[FRAGMENTO PROPORCIONADO]
Linda nunca había mirado su país bajo el prisma de una televisión occidental. Como asistente de producción, su tarea era buscar temas e interlocutores que pudieran resultar interesantes, conseguir datos y permisos de grabación y traducir las entrevistas. Uno de sus primeros encargos fue investigar las expropiaciones forzosas. Desde el año 2000 decenas y quizá cientos de miles de personas[175] habían sido expulsadas de sus casas para construir los estadios olímpicos y modernizar la ciudad. Las autoridades les ofrecían cambiar de casa; unos aceptaban y otros, no. Algunas familias estaban encantadas de mudarse a un apartamento nuevo en las afueras porque al fin tendrían inodoro y calefacción. Otros reconocían que los apartamentos eran mejores, pero luego se daban cuenta de que tardaban una hora más en llegar al trabajo, los barrios nuevos no tenían la misma vida y perdían el contacto con sus vecinos. Y se hundían.

Muchos se negaban a mudarse porque les ofrecían compensaciones irrisorias, muy por debajo del precio de mercado. Había casos más dramáticos de gente que no había visto ni un yuan de indemnización. Linda y sus compañeros visitaron a personas que, por oponer resistencia, habían recibido palizas de matones contratados por los promotores inmobiliarios. A algunos vecinos les habían echado encima las excavadoras en medio de la noche. La joven periodista habló con algunos peticionarios que intentaban llevar su causa ante la justicia para incomodidad de las autoridades[176]. «¡Eran gente tan normal!», me dijo. «Me impresionó lo fácil que podía ser acabar como ellos, perdiéndolo todo, indefensos». En algunos barrios de casas bajas que siguen en pie en el centro de Pekín aún pueden verse los panfletos con la propaganda gubernamental: «Aprovecha esta oportunidad. Cuanto antes te mudes, antes harás realidad tu sueño». O bien: «No hagas caso a los rumores, confía en el gobierno».
Las expropiaciones forzosas no son nada nuevo en China. Desde que empezaron las reformas económicas en la década de 1980 al menos cuarenta millones de campesinos han visto expropiadas sus tierras[177]. El sector inmobiliario surgió en esos años. Creció y creció, espoleado por dos factores: China necesitaba albergar más población en las ciudades y los gobiernos locales tenían que financiarse. 

Casi el 80 por ciento del presupuesto de urbanismo se obtiene vendiendo tierras a promotores inmobiliarios[178]. Las autoridades locales usan parte del beneficio para pagar las indemnizaciones y se quedan con el resto. Cuanto menor sea la compensación destinada a los vecinos, más se embolsan las arcas municipales y los promotores.

[FILAS DE DATOS]
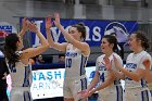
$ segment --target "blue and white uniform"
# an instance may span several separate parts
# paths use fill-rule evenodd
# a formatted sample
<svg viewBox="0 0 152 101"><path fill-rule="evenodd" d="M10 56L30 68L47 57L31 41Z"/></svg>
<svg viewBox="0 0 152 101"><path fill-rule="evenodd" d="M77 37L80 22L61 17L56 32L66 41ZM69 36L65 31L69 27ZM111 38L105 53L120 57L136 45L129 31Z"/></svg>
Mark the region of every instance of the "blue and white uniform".
<svg viewBox="0 0 152 101"><path fill-rule="evenodd" d="M20 51L18 54L21 53ZM31 66L16 62L15 67L9 65L9 71L12 79L10 101L31 101Z"/></svg>
<svg viewBox="0 0 152 101"><path fill-rule="evenodd" d="M113 55L115 55L115 58L118 60L118 62L122 65L123 65L123 61L122 61L121 56L118 54L114 53L114 52L109 58L110 61L112 61L112 70L114 70L116 72L119 72L115 67ZM104 66L104 64L105 64L104 60L103 60L104 56L105 56L105 54L99 56L97 59L97 64L96 64L96 66L97 66L96 71L98 71L99 74L100 74L99 85L104 83L107 79L109 74L110 74L110 72L106 71L106 67ZM99 94L98 101L123 101L124 90L123 90L123 87L121 85L121 79L116 78L114 80L114 83L111 84L109 87L99 90L98 94Z"/></svg>
<svg viewBox="0 0 152 101"><path fill-rule="evenodd" d="M74 98L79 101L79 91L87 89L86 64L88 55L68 43L65 54L65 79L63 87L64 98Z"/></svg>
<svg viewBox="0 0 152 101"><path fill-rule="evenodd" d="M126 70L129 72L136 72L138 68L145 70L142 64L145 59L151 60L150 54L145 51L137 54L130 53L126 61ZM125 77L125 101L151 101L150 99L150 90L144 77L139 81Z"/></svg>

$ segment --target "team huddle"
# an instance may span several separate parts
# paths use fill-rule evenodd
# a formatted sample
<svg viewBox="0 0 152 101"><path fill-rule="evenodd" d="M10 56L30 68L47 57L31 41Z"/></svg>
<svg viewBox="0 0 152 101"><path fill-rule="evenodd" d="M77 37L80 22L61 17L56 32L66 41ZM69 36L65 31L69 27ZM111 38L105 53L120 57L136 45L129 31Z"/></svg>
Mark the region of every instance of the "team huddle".
<svg viewBox="0 0 152 101"><path fill-rule="evenodd" d="M53 25L62 31L67 42L53 41L53 33L50 30ZM22 39L27 30L38 36L40 46L23 50ZM85 67L90 47L85 41L85 25L72 25L66 31L60 24L60 15L55 13L54 21L51 16L46 18L46 33L47 39L34 23L23 18L21 33L5 37L4 56L12 79L10 101L33 101L29 59L50 47L65 53L64 101L88 101L88 97L94 92L98 92L98 101L151 101L152 59L147 52L150 46L142 31L129 36L128 45L132 52L127 56L126 65L115 52L118 48L116 37L104 35L100 46L103 54L97 58L96 74L89 85ZM125 89L122 79L125 80Z"/></svg>

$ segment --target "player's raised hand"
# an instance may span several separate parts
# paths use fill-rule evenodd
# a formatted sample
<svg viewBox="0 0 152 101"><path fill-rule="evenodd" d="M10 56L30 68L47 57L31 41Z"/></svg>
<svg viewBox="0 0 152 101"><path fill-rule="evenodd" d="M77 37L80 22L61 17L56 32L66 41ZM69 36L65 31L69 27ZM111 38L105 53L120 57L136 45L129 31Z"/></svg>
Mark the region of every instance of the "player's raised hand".
<svg viewBox="0 0 152 101"><path fill-rule="evenodd" d="M83 91L79 91L78 93L80 93L81 99L88 98L90 96L90 93L87 89L83 90Z"/></svg>
<svg viewBox="0 0 152 101"><path fill-rule="evenodd" d="M52 27L51 15L46 17L46 29L50 29Z"/></svg>
<svg viewBox="0 0 152 101"><path fill-rule="evenodd" d="M61 24L60 24L60 15L59 13L54 13L54 17L55 17L55 21L54 21L54 24L56 27L59 27Z"/></svg>

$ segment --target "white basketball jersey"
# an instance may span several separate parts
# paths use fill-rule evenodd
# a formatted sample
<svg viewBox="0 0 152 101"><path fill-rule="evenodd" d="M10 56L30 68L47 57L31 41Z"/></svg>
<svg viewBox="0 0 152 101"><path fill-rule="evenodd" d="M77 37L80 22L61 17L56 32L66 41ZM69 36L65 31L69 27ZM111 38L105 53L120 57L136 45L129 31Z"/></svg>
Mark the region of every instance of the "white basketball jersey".
<svg viewBox="0 0 152 101"><path fill-rule="evenodd" d="M21 52L20 52L21 53ZM25 65L22 62L16 62L15 67L9 65L13 87L28 87L31 76L31 65Z"/></svg>
<svg viewBox="0 0 152 101"><path fill-rule="evenodd" d="M148 52L141 51L140 53L130 53L126 61L126 70L129 72L136 72L138 68L145 70L143 66L143 61L149 59L151 61L151 56ZM140 81L135 81L129 77L125 78L125 87L127 88L138 88L138 87L147 87L145 79L141 79Z"/></svg>
<svg viewBox="0 0 152 101"><path fill-rule="evenodd" d="M75 78L86 74L86 64L89 55L84 55L80 50L68 43L65 54L65 77Z"/></svg>
<svg viewBox="0 0 152 101"><path fill-rule="evenodd" d="M118 54L114 53L114 52L109 58L110 61L112 61L112 70L118 72L118 70L115 67L113 55L115 55L115 58L118 60L118 62L122 65L123 65L123 61L122 61L121 56ZM104 66L104 64L105 64L104 60L103 60L104 56L105 56L105 54L102 54L101 56L99 56L97 59L97 63L96 63L96 67L97 67L96 70L99 71L99 73L100 73L100 80L101 80L101 83L104 83L105 79L107 79L107 75L109 75L109 71L106 71L106 67ZM121 85L119 80L121 79L116 79L113 85Z"/></svg>

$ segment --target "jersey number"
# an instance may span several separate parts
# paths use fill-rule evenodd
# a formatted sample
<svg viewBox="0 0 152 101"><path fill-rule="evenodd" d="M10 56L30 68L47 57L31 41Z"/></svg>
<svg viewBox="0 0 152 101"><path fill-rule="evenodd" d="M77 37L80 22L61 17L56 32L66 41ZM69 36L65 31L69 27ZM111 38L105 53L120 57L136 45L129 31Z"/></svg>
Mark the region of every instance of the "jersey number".
<svg viewBox="0 0 152 101"><path fill-rule="evenodd" d="M66 67L71 68L72 66L72 59L66 59Z"/></svg>

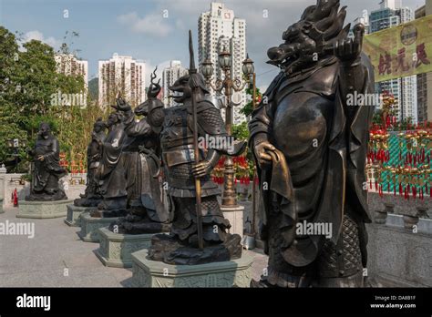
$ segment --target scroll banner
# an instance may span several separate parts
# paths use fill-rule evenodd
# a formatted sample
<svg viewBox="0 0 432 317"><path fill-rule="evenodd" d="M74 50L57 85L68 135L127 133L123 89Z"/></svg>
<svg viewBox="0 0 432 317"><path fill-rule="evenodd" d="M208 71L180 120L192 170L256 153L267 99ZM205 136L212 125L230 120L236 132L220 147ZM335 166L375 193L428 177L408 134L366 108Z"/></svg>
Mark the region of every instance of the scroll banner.
<svg viewBox="0 0 432 317"><path fill-rule="evenodd" d="M432 15L365 36L375 82L432 71Z"/></svg>

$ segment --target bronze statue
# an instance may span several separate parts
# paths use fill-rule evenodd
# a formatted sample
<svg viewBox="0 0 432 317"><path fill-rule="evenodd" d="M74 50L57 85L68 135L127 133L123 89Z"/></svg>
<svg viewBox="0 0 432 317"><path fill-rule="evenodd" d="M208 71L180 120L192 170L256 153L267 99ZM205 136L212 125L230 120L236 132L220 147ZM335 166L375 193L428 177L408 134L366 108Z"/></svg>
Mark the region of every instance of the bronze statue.
<svg viewBox="0 0 432 317"><path fill-rule="evenodd" d="M153 83L155 77L151 77L149 100L136 108L137 116L147 115L144 109L160 91L159 83ZM123 123L128 135L122 152L127 179L128 215L113 222L109 228L114 230L117 226L117 232L127 234L169 231L172 217L159 182L159 136L153 132L146 118L138 122L135 120L129 103L119 98L118 105L124 114Z"/></svg>
<svg viewBox="0 0 432 317"><path fill-rule="evenodd" d="M147 121L159 134L164 173L174 207L170 236L154 236L149 255L153 261L175 264L229 261L242 255L241 238L227 232L231 225L219 206L218 186L210 177L221 155L228 154L228 150L196 148L194 132L201 137L230 136L220 111L210 101L202 75L196 73L190 41L190 75L170 87L178 93L175 101L180 106L164 108L162 102L153 97L145 109ZM230 154L243 149L243 144L237 143ZM199 158L195 157L195 150ZM200 240L203 248L200 248Z"/></svg>
<svg viewBox="0 0 432 317"><path fill-rule="evenodd" d="M87 187L84 195L80 199L74 200L75 206L97 207L102 200L99 185L95 180L95 173L100 165L102 158L103 142L107 135L105 129L107 126L101 118L98 118L91 133L91 141L87 149Z"/></svg>
<svg viewBox="0 0 432 317"><path fill-rule="evenodd" d="M47 123L41 123L35 148L29 151L34 157L30 195L28 201L52 201L67 199L58 179L67 175L60 167L60 147L58 140L52 135Z"/></svg>
<svg viewBox="0 0 432 317"><path fill-rule="evenodd" d="M118 106L114 107L118 110ZM100 144L102 158L95 173L95 181L100 188L103 199L98 205L98 210L91 211L90 215L102 218L120 217L126 215L128 202L125 157L122 155L128 136L120 111L112 112L106 124L108 134Z"/></svg>
<svg viewBox="0 0 432 317"><path fill-rule="evenodd" d="M281 72L249 128L269 262L268 274L252 286L364 285L370 222L365 165L374 108L346 99L373 93L374 73L361 53L364 26L348 39L345 15L339 0L318 0L268 50Z"/></svg>

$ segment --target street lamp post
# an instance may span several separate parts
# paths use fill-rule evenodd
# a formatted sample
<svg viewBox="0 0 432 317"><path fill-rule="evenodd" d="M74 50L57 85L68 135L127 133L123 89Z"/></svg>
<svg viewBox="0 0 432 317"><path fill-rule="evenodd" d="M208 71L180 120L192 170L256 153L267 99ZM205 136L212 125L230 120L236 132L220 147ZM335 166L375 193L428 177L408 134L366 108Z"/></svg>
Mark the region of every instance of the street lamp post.
<svg viewBox="0 0 432 317"><path fill-rule="evenodd" d="M239 92L244 89L250 82L250 77L254 72L253 61L249 58L249 56L243 61L242 70L246 80L243 82L241 78L231 78L231 55L225 48L219 54L219 66L223 72L223 80L216 78L212 82L213 63L209 58L206 58L201 64L201 72L206 78L206 84L213 88L213 90L225 95L225 127L229 136L232 134L232 121L233 121L233 104L232 95L234 92ZM223 169L224 183L222 193L222 206L232 207L237 205L237 197L234 189L234 162L232 158L227 156L225 158L225 164Z"/></svg>

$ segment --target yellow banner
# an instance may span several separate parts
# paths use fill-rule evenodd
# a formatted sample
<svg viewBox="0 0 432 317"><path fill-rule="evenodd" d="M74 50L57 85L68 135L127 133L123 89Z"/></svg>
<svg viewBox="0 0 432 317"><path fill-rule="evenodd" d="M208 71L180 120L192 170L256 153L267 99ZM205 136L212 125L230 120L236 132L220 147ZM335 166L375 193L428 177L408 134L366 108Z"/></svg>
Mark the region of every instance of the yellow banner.
<svg viewBox="0 0 432 317"><path fill-rule="evenodd" d="M365 36L375 81L432 71L432 15Z"/></svg>

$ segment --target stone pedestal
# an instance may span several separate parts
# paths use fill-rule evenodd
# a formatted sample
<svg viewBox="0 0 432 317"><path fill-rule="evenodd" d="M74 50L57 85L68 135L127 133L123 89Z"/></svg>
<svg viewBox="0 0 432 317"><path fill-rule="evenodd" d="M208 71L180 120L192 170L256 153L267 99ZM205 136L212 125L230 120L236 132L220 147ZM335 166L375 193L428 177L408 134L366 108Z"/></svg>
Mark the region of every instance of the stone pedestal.
<svg viewBox="0 0 432 317"><path fill-rule="evenodd" d="M70 227L81 227L81 214L97 209L97 207L79 207L74 204L67 205L67 214L65 223Z"/></svg>
<svg viewBox="0 0 432 317"><path fill-rule="evenodd" d="M249 287L253 258L200 265L170 265L147 259L148 251L132 253L134 287Z"/></svg>
<svg viewBox="0 0 432 317"><path fill-rule="evenodd" d="M230 220L231 229L229 232L231 234L238 234L243 237L243 211L244 207L241 205L227 207L221 206L221 210L223 212L225 219Z"/></svg>
<svg viewBox="0 0 432 317"><path fill-rule="evenodd" d="M72 199L56 201L19 201L16 218L47 219L61 218L67 215L67 206Z"/></svg>
<svg viewBox="0 0 432 317"><path fill-rule="evenodd" d="M119 234L110 231L108 228L98 230L99 249L96 255L106 266L114 268L131 268L133 252L149 249L151 237L149 234Z"/></svg>
<svg viewBox="0 0 432 317"><path fill-rule="evenodd" d="M109 224L118 218L96 218L91 217L87 212L81 215L81 231L78 232L79 238L85 242L99 241L99 228L108 227Z"/></svg>

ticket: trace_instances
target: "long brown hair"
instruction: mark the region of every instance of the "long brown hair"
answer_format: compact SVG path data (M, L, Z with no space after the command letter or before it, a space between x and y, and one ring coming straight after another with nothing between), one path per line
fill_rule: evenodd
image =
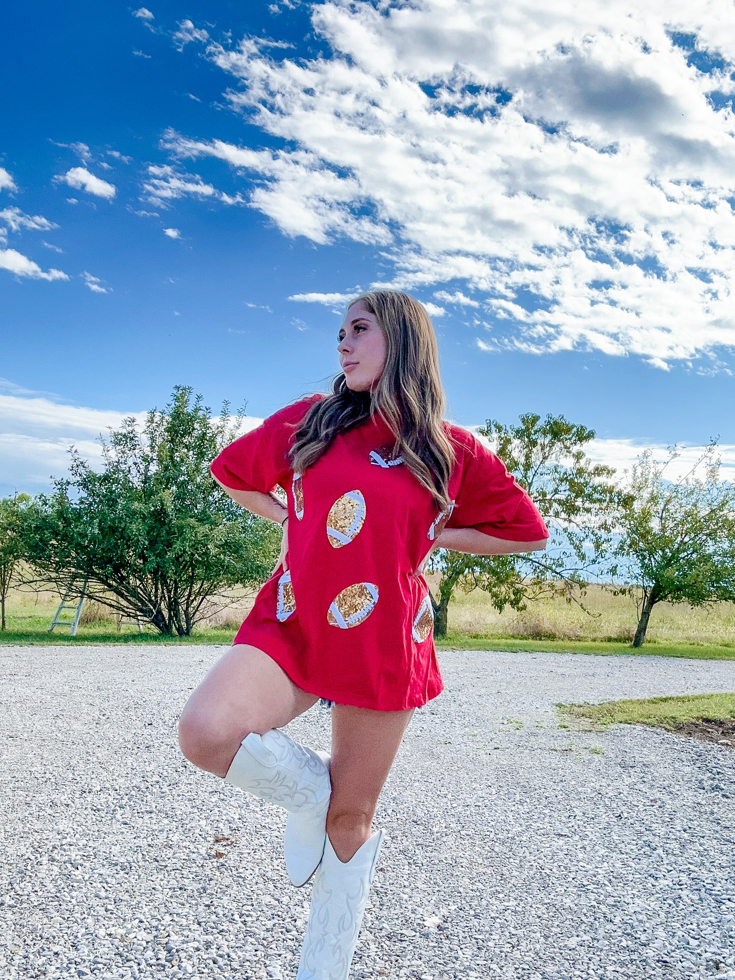
M379 416L395 436L395 455L444 510L455 455L442 417L446 399L439 377L436 335L425 309L407 293L376 289L362 302L385 334L385 368L372 392L351 391L343 373L332 393L315 403L296 429L291 449L295 470L304 472L335 435ZM349 307L348 307L349 309Z

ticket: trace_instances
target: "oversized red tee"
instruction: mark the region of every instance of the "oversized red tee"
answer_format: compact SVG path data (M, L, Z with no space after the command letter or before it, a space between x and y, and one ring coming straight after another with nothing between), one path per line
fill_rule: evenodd
M226 487L288 498L288 569L258 593L235 643L265 651L291 680L340 705L401 710L442 690L431 601L416 569L442 527L510 541L547 537L528 494L471 433L446 423L456 461L451 513L402 463L381 419L335 437L307 471L288 450L314 402L289 405L212 464Z

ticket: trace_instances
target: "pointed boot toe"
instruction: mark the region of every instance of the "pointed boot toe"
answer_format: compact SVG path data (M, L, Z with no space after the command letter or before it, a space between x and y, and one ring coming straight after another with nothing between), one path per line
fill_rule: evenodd
M329 757L319 752L321 761L329 766ZM327 777L328 778L328 777ZM326 842L326 811L329 794L320 804L291 810L283 834L283 857L292 885L301 888L309 881L319 865Z

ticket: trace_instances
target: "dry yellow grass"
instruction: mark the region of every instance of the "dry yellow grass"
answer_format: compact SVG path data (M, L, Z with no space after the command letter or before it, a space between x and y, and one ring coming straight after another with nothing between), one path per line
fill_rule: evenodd
M457 592L449 607L453 633L530 640L633 639L638 621L633 599L613 596L593 586L583 598L585 612L564 600L529 603L524 612L497 612L479 589ZM703 609L661 603L654 608L647 640L660 643L735 644L735 604L716 603Z
M434 587L436 583L429 584ZM15 590L9 600L9 617L37 616L48 622L59 605L59 596L54 592ZM232 600L230 609L213 607L201 627L236 630L252 607L253 596L233 594ZM632 599L613 596L595 586L588 590L583 602L589 612L557 599L529 603L524 612L507 609L499 613L481 590L466 594L458 591L449 607L449 628L455 634L488 638L632 640L637 621ZM65 617L71 618L71 612ZM82 609L81 622L116 627L117 617L104 607L89 603ZM735 645L735 605L719 603L693 609L662 603L654 609L647 639L659 643Z

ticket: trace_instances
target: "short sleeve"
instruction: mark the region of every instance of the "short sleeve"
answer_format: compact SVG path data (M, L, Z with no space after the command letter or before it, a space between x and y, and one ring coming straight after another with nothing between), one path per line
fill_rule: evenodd
M212 475L231 490L269 493L291 474L288 451L296 427L320 396L288 405L235 439L210 465Z
M462 479L447 526L473 527L506 541L541 541L549 537L531 498L508 472L503 461L468 432L463 433L462 441Z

[TAREAS REQUERIDAS]
1. Transcribe sin cambios la parte del fragmento sobre las expropiaciones forzosas que va entre "Casi el 80 por" y "y los promotores.", ambos incluidos.
2. Prosigue el fragmento sobre las expropiaciones forzosas en China a partir de su última oración.

[RESULTADOS FINALES]
1.
Casi el 80 por ciento del presupuesto de urbanismo se obtiene vendiendo tierras a promotores inmobiliarios[178]. Las autoridades locales usan parte del beneficio para pagar las indemnizaciones y se quedan con el resto. Cuanto menor sea la compensación destinada a los vecinos, más se embolsan las arcas municipales y los promotores.

2.
En teoría los ciudadanos que no estén conformes pueden demandar al Estado. En la práctica los tribunales se niegan a oír sus casos por presión de las autoridades y los empresarios. Quien se empeña en protestar paga un precio muy alto. El gobierno reconoce que el problema afecta a todo el país, pero sólo ha emprendido reformas legales mínimas. Durante los Juegos Olímpicos las autoridades pregonaron que la gente tendría derecho a manifestarse siempre que pidiera permiso y lo hiciera en zonas acordadas. Nadie pudo hacerlo y quienes lo intentaron sufrieron represalias. Varios ciudadanos terminaron en la cárcel o bajo arresto domiciliario por organizar protestas[179].

«Es irónico que digan que vivimos en la nueva China. Muchos problemas, como las expropiaciones o la desigualdad entre pobres y ricos, datan de hace siglos», comentó Linda. No le impactaban en sí estas injusticias. Pero se le habían quedado grabadas las caras de las personas apaleadas, de los abuelos llorando entre los escombros de sus casas derruidas. A la mayoría de chinos que trabajaban para medios extranjeros les ocurría lo mismo. Linda me explicó que lo hablaban cuando quedaban para comer y en un foro de Internet donde compartían consejos y recursos. El año olímpico fue especialmente duro para ellos. Se sentían en el deber de denunciar las atrocidades que se producían entre bambalinas, y a la vez muy culpables por criticar a su país, porque creían que también tenía cosas buenas.

Linda tenía fama de ser una fuera de serie. Muchos medios occidentales habrían pagado por tenerla como productora: tenía reflejos, sabía sacar punta a las historias y cuando quería algo iba a por ello. Sin embargo, me confesó que no tenía vocación de periodista. De adolescente no leía periódicos ni pertenecía a esa minoría de estudiantes curiosos que trapichean con películas y libros prohibidos. Sólo entró a trabajar en un medio extranjero por la curiosidad de saber cómo funcionaba el mundo.
Habíamos coincidido algunas veces por trabajo, pero nunca teníamos ocasión de hablar. En las ruedas de prensa se sentaba en primera fila, garabateando a toda velocidad en un bloc de notas y atendiendo dos teléfonos al mismo tiempo. Cuando la llamé por primera vez le interesó mucho el proyecto de este libro, pero se negó a aparecer en él por miedo a que le pudiera pasar algo a su familia. Su madre había trabajado para el gobierno de Wuhan, su provincia natal, y su padre, en una empresa estatal, y ambos estaban jubilados. Pero ¿y sus primos y tíos? «En China nunca se sabe qué consecuencias pueden tener estas cosas», me dijo. Como su historia era demasiado buena para no incluirla, le pedí que estableciera ella las reglas para sentirse segura. Fueron tres: no aparecería su nombre real, no especificaría en qué medio trabajaba y tampoco hablaría de sus experiencias más espinosas con las autoridades.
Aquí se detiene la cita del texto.